---------- Data extract

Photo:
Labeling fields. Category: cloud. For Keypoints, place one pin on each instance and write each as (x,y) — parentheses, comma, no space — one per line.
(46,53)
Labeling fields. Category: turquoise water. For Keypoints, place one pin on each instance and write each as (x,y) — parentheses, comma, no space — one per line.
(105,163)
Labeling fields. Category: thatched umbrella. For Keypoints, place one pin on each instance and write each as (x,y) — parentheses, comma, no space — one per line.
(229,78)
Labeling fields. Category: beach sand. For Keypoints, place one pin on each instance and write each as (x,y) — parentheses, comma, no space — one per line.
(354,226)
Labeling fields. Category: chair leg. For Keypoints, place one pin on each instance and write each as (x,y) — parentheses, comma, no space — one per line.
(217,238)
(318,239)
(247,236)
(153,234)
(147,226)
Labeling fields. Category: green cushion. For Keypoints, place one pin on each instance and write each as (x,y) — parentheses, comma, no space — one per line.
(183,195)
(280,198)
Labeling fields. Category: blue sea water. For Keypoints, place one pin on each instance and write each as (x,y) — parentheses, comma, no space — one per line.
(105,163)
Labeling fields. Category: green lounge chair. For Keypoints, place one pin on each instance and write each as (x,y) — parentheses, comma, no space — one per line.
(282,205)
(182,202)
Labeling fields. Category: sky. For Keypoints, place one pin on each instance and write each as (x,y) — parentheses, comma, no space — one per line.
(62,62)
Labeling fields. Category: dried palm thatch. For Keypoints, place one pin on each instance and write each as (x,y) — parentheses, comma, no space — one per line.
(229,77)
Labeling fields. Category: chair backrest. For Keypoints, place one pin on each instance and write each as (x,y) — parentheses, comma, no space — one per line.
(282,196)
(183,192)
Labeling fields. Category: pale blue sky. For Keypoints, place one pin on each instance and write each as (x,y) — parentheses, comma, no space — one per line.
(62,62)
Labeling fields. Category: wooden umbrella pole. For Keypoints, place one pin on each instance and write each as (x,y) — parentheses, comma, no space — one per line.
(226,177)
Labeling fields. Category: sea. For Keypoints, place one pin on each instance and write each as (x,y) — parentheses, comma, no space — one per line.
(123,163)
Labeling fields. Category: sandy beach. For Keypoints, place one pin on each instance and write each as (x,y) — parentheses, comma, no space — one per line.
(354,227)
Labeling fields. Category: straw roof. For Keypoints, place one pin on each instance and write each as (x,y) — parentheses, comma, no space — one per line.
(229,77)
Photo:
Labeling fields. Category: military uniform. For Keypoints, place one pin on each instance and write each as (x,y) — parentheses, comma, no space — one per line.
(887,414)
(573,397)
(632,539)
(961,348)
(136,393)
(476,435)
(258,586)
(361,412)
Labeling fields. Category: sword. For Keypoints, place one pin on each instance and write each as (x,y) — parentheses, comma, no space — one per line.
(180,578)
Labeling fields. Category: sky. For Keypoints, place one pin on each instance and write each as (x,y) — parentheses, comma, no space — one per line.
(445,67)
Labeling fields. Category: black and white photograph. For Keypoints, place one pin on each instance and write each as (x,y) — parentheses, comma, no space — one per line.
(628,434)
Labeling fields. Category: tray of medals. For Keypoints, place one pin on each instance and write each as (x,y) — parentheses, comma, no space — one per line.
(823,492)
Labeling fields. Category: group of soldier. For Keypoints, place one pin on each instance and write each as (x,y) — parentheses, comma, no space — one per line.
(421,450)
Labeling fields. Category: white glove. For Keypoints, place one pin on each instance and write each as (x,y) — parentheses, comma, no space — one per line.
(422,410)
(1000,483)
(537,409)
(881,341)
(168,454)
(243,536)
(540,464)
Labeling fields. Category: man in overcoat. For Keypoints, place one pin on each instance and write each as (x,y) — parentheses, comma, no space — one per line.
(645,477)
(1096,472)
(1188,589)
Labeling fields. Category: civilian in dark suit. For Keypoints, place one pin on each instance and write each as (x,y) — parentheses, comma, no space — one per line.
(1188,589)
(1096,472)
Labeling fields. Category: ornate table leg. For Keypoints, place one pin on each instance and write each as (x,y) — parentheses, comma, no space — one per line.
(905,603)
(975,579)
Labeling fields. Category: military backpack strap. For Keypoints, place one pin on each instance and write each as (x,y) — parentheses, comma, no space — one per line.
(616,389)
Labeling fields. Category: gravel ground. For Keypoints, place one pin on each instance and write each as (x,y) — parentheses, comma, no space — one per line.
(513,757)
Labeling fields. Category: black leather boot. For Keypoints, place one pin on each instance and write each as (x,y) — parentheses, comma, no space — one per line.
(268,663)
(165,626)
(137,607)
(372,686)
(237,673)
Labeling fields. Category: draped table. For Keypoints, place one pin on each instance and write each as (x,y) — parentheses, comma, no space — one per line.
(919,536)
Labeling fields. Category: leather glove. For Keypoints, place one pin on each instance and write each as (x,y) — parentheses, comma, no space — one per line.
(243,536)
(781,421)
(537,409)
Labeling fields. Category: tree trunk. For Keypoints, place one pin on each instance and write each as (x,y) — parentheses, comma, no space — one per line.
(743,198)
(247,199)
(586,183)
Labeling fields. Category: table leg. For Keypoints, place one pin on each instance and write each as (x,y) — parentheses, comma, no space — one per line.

--------------------

Copy the lines word for word, starting at the line containing "Labeling fields. Category: leather" and ending at the last line of the entries.

Labeling fields. Category: leather glove. For Keypoints, place one pin on each instance and write each as (x,y) — parentheses, comma, no space — one per line.
(243,536)
(781,421)
(537,409)
Labeling fields. Category: tree trunk. For Keypoints, place one pin on each instance and write each as (x,y) — parentheses, comma, no space — one per line.
(743,198)
(247,199)
(586,183)
Labeling fields. Category: table leg. For Keypoints, place one pin on each instance and write each as (x,y) — parentheses, comma, no space — one per line.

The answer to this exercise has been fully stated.